▸ **Brief**
Of the records that follow, copy only the lines from the line containing "Target: cap brim" to the line containing "point: man's forearm", both included, exactly as written.

(Photo-based referring expression data)
------------

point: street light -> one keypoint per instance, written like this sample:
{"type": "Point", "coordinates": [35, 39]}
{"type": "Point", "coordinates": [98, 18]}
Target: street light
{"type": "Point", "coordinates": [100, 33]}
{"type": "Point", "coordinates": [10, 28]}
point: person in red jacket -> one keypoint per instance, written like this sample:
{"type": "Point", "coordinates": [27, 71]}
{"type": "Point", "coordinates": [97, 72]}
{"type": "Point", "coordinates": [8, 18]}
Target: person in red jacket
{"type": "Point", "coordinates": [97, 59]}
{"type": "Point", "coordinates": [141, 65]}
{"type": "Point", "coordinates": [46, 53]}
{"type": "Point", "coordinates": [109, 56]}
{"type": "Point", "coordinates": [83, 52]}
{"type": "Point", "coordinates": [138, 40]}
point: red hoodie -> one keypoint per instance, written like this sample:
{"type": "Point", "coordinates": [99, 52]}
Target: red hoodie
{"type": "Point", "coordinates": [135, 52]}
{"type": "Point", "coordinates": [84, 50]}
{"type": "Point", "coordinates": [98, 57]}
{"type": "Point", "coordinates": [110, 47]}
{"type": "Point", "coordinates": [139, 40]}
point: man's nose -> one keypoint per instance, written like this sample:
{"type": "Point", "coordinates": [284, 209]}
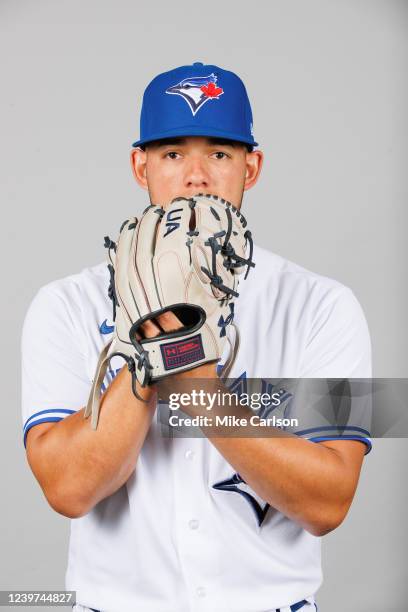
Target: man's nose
{"type": "Point", "coordinates": [196, 175]}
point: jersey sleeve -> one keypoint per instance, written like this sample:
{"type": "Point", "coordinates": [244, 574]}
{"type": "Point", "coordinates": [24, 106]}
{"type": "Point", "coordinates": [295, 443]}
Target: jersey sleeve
{"type": "Point", "coordinates": [338, 347]}
{"type": "Point", "coordinates": [54, 381]}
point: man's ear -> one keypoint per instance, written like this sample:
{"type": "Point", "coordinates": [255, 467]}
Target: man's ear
{"type": "Point", "coordinates": [254, 161]}
{"type": "Point", "coordinates": [138, 159]}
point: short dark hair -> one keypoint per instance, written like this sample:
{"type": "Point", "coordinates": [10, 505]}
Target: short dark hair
{"type": "Point", "coordinates": [214, 140]}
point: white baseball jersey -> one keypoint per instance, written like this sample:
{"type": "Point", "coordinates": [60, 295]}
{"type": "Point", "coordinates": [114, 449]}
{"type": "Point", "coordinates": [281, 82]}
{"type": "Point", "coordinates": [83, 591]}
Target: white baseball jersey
{"type": "Point", "coordinates": [169, 540]}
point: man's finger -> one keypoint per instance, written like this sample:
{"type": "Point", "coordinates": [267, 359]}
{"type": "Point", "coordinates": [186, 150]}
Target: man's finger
{"type": "Point", "coordinates": [169, 322]}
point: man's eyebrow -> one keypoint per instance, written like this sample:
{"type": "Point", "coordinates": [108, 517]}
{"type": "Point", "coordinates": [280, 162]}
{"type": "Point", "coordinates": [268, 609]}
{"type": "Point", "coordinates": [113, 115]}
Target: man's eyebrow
{"type": "Point", "coordinates": [170, 142]}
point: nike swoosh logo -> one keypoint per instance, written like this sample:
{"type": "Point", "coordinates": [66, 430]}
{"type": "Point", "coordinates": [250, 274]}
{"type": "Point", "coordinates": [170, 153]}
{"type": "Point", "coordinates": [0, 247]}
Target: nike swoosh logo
{"type": "Point", "coordinates": [105, 328]}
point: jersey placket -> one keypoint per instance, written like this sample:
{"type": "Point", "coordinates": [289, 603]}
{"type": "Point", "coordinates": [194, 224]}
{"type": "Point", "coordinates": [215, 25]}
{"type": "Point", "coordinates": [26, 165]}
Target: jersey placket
{"type": "Point", "coordinates": [196, 535]}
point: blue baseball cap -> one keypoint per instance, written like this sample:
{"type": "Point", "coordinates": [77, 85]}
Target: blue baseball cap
{"type": "Point", "coordinates": [196, 100]}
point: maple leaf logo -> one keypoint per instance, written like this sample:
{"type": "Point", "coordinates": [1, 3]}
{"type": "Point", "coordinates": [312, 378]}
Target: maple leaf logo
{"type": "Point", "coordinates": [211, 90]}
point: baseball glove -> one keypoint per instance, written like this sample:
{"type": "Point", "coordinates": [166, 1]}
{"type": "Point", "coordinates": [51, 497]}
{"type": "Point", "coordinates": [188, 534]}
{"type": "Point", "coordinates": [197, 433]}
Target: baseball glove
{"type": "Point", "coordinates": [185, 259]}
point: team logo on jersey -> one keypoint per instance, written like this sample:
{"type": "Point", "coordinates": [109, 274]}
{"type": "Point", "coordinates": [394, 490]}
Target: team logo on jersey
{"type": "Point", "coordinates": [196, 91]}
{"type": "Point", "coordinates": [172, 221]}
{"type": "Point", "coordinates": [104, 328]}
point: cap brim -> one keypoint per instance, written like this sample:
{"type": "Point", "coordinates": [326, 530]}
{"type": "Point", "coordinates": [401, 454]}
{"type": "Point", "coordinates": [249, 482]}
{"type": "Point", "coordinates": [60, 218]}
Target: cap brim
{"type": "Point", "coordinates": [195, 131]}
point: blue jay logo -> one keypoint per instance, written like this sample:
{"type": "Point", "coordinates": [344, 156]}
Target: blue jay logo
{"type": "Point", "coordinates": [196, 91]}
{"type": "Point", "coordinates": [105, 328]}
{"type": "Point", "coordinates": [237, 484]}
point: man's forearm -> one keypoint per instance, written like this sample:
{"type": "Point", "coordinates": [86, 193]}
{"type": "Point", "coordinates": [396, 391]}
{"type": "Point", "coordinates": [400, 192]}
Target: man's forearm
{"type": "Point", "coordinates": [77, 466]}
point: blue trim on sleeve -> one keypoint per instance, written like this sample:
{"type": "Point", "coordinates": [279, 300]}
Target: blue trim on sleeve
{"type": "Point", "coordinates": [332, 428]}
{"type": "Point", "coordinates": [365, 441]}
{"type": "Point", "coordinates": [49, 420]}
{"type": "Point", "coordinates": [66, 410]}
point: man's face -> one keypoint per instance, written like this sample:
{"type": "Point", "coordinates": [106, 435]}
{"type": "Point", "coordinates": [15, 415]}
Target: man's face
{"type": "Point", "coordinates": [187, 166]}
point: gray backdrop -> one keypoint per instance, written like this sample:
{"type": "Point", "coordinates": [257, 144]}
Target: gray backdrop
{"type": "Point", "coordinates": [327, 80]}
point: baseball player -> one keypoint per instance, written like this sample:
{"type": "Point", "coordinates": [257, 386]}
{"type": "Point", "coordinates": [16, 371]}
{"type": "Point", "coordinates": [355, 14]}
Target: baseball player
{"type": "Point", "coordinates": [181, 524]}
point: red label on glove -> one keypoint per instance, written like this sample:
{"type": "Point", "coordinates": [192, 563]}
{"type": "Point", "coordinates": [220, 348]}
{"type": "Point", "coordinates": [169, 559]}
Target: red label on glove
{"type": "Point", "coordinates": [182, 353]}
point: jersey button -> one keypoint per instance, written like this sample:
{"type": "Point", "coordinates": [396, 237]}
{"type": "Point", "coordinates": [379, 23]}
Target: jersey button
{"type": "Point", "coordinates": [194, 524]}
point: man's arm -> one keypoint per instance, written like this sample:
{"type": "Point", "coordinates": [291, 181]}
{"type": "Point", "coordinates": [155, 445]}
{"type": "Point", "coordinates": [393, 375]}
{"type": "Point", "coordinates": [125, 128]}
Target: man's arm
{"type": "Point", "coordinates": [77, 466]}
{"type": "Point", "coordinates": [311, 483]}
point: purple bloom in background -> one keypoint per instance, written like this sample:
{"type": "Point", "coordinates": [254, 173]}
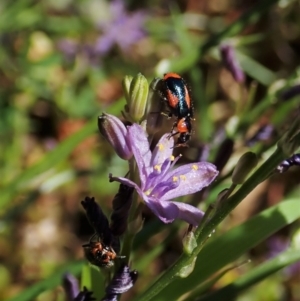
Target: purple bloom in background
{"type": "Point", "coordinates": [123, 29]}
{"type": "Point", "coordinates": [231, 63]}
{"type": "Point", "coordinates": [160, 183]}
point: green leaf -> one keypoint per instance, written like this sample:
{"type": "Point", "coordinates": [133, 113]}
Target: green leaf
{"type": "Point", "coordinates": [256, 70]}
{"type": "Point", "coordinates": [231, 291]}
{"type": "Point", "coordinates": [49, 283]}
{"type": "Point", "coordinates": [227, 248]}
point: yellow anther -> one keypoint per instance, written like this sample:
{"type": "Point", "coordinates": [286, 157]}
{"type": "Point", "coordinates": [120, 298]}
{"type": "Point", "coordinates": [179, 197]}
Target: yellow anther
{"type": "Point", "coordinates": [157, 167]}
{"type": "Point", "coordinates": [161, 147]}
{"type": "Point", "coordinates": [195, 167]}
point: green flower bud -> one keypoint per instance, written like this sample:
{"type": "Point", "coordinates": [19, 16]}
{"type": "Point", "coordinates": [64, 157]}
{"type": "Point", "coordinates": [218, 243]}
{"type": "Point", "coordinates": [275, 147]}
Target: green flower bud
{"type": "Point", "coordinates": [189, 243]}
{"type": "Point", "coordinates": [244, 166]}
{"type": "Point", "coordinates": [138, 95]}
{"type": "Point", "coordinates": [188, 269]}
{"type": "Point", "coordinates": [126, 87]}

------------

▸ **Completed task**
Target: cap brim
{"type": "Point", "coordinates": [195, 131]}
point: blue jay logo -> one keypoint per instance, written like this sample:
{"type": "Point", "coordinates": [344, 156]}
Target: blue jay logo
{"type": "Point", "coordinates": [196, 91]}
{"type": "Point", "coordinates": [105, 328]}
{"type": "Point", "coordinates": [237, 484]}
point: man's forearm -> one keypoint per instance, written like this sample:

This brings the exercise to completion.